------ DATA EXCERPTS

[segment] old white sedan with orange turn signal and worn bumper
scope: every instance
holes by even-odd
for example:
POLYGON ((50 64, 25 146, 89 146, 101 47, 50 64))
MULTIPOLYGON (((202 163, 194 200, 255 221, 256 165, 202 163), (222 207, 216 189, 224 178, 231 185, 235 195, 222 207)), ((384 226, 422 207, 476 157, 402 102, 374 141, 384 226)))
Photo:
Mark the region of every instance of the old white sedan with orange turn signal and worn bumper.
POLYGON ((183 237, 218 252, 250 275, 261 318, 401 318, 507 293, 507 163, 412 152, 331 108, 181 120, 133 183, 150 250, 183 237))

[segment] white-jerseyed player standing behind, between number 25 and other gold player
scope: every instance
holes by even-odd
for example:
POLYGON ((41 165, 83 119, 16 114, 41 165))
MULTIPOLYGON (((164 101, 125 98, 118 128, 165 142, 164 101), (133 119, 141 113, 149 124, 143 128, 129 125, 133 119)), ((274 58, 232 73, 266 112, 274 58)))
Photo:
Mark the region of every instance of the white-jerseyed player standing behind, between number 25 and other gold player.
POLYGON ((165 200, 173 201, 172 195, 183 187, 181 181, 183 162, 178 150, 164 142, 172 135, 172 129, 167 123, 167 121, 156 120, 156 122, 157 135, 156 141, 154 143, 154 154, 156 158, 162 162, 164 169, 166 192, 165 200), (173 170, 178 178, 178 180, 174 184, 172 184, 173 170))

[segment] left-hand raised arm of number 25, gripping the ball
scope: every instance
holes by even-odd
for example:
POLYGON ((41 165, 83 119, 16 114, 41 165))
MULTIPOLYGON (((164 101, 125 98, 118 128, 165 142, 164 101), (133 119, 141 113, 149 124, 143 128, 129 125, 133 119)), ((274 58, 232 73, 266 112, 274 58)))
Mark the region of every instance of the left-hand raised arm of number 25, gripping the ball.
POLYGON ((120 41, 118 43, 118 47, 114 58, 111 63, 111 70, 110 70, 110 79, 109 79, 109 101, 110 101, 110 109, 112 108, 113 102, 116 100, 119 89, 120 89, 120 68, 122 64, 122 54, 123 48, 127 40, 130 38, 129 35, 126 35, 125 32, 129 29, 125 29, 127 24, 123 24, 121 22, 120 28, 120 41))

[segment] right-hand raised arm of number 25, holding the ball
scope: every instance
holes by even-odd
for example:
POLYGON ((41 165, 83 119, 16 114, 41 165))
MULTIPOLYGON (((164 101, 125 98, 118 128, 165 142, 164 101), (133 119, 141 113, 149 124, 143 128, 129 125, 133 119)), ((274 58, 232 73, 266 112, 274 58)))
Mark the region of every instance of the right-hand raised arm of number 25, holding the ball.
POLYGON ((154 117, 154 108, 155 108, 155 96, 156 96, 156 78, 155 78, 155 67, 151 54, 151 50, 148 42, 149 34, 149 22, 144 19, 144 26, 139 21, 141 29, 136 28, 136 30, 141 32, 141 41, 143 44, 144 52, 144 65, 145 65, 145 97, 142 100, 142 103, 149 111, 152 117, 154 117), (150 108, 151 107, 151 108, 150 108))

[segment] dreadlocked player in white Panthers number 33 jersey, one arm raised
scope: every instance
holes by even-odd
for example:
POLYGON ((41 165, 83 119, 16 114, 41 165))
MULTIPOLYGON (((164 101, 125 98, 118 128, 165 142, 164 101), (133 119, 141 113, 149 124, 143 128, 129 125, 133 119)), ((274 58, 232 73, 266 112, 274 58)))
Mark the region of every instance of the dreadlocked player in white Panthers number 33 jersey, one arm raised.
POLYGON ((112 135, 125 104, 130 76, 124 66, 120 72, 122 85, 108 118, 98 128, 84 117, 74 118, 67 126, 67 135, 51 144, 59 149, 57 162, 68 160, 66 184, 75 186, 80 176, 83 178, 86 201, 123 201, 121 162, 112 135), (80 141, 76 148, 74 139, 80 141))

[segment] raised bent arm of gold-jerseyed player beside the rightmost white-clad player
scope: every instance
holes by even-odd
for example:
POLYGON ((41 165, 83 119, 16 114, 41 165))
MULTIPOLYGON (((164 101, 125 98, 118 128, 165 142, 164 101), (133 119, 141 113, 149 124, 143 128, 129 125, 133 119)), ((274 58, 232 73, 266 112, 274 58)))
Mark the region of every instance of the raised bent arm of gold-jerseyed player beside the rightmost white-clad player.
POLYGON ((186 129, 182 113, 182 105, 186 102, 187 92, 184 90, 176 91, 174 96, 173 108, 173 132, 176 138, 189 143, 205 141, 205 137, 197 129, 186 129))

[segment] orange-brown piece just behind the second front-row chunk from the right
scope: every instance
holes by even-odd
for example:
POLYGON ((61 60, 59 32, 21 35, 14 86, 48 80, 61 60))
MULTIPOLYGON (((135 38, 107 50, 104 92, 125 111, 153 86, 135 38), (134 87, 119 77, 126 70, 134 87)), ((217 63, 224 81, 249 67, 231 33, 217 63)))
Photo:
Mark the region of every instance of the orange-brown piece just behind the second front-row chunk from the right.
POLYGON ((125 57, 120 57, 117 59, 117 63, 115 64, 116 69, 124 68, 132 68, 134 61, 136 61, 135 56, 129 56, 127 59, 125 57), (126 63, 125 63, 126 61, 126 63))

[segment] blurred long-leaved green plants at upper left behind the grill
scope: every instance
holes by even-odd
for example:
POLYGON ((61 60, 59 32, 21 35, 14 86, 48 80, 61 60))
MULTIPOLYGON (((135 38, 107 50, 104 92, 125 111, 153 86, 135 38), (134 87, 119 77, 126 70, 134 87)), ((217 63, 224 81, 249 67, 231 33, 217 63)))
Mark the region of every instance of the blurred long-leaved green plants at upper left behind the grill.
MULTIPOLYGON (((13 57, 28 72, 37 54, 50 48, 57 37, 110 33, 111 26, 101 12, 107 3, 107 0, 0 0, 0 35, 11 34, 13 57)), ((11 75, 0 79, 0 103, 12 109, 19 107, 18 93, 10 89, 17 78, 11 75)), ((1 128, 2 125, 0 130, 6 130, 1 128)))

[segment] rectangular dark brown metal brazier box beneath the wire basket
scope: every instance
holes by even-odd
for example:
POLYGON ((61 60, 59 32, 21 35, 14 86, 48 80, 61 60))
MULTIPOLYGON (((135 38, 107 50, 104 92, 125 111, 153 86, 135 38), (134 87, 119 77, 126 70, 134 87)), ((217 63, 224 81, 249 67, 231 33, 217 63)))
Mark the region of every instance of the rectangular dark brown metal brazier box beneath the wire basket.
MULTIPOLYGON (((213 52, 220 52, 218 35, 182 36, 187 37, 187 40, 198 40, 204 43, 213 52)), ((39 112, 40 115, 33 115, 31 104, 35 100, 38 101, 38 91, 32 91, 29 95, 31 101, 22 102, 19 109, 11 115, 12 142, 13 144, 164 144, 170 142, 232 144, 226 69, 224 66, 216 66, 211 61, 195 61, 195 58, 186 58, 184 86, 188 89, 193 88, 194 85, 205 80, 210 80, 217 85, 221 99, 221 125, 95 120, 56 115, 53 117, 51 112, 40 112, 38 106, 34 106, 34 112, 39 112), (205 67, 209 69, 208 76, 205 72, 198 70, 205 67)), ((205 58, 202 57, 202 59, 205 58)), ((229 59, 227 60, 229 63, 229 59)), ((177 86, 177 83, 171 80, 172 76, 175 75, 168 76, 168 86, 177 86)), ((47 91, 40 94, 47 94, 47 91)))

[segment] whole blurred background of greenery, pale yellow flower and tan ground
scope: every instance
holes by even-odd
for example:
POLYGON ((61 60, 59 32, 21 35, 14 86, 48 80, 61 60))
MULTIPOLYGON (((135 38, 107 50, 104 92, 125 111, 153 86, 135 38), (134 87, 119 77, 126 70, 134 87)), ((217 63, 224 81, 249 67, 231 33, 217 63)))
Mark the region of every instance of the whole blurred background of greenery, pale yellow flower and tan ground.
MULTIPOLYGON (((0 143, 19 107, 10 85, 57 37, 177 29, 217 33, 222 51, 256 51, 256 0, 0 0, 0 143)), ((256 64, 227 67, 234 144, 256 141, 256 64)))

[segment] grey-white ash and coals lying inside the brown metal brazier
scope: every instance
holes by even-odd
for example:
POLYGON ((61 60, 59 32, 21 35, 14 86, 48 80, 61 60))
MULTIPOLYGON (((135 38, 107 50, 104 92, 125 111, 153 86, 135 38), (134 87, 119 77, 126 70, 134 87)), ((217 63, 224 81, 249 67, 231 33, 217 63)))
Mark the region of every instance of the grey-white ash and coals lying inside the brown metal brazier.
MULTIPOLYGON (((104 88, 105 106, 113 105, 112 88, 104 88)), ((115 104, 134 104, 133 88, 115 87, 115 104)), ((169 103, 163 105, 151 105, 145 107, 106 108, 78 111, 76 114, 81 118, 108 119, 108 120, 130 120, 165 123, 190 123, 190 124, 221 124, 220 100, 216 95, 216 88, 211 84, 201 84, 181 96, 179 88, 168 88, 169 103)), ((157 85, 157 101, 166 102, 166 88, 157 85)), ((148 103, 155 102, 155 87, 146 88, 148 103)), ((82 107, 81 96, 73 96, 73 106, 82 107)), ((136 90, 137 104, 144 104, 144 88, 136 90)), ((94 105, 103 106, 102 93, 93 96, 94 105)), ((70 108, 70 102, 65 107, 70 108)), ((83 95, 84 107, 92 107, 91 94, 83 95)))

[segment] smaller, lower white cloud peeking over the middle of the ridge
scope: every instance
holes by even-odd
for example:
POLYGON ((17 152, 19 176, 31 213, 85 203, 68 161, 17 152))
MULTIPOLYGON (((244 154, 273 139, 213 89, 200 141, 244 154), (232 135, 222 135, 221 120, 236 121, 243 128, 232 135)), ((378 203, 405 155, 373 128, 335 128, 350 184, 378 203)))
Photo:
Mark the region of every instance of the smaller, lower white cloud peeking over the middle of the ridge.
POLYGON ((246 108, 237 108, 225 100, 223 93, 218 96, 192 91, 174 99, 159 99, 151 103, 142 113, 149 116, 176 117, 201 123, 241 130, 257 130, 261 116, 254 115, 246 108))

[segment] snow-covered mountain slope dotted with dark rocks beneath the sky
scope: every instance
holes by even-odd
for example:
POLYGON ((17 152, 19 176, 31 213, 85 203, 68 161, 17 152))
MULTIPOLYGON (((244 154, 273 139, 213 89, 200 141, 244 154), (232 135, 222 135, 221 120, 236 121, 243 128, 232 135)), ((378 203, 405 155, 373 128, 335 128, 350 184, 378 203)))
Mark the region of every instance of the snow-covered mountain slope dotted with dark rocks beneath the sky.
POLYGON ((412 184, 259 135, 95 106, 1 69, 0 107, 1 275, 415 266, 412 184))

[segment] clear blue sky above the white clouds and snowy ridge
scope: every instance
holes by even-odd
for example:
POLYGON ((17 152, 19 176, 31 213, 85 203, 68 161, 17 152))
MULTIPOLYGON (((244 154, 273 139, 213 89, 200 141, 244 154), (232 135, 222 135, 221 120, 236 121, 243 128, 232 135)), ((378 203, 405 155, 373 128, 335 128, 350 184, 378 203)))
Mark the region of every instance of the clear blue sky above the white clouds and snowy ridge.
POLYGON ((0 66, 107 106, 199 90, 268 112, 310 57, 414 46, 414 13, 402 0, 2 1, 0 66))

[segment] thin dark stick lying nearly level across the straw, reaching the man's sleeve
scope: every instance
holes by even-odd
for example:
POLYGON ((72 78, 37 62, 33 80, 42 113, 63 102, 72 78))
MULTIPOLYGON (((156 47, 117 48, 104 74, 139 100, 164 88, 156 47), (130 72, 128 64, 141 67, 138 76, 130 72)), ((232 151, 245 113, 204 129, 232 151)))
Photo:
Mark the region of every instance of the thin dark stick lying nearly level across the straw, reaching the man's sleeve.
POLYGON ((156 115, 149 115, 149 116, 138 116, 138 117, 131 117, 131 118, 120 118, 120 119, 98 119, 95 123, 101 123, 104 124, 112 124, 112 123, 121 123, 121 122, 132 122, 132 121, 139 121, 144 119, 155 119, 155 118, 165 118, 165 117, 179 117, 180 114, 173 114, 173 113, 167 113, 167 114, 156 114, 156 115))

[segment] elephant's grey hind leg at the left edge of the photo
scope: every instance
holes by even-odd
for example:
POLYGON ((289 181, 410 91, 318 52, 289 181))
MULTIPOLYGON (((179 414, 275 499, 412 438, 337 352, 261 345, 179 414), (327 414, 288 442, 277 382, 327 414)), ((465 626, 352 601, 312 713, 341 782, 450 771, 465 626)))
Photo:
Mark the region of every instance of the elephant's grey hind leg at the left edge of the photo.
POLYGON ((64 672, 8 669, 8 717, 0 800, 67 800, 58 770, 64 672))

------------

The answer must be the lines from the one containing "Mark the region of every instance of the thin" to the final line of the data above, copied exactly, both included, with nothing added.

Mark the region of every instance of the thin dark stick lying nearly level across the straw, reaching the man's sleeve.
POLYGON ((156 115, 149 115, 149 116, 138 116, 138 117, 131 117, 131 118, 120 118, 120 119, 98 119, 95 123, 101 123, 104 124, 112 124, 112 123, 121 123, 121 122, 132 122, 132 121, 139 121, 144 119, 155 119, 155 118, 165 118, 165 117, 179 117, 180 114, 173 114, 173 113, 167 113, 167 114, 156 114, 156 115))

[segment] elephant's grey hind leg at the left edge of the photo
scope: every instance
holes by even-odd
for example:
POLYGON ((289 181, 410 91, 318 52, 289 181))
MULTIPOLYGON (((179 414, 275 499, 412 438, 337 352, 261 345, 179 414), (327 414, 288 442, 277 382, 327 414)), ((465 626, 352 601, 312 713, 341 782, 450 771, 465 626)))
Photo:
Mark the region of every instance of the elephant's grey hind leg at the left edge of the photo.
POLYGON ((64 672, 8 669, 8 717, 0 800, 67 800, 58 770, 64 672))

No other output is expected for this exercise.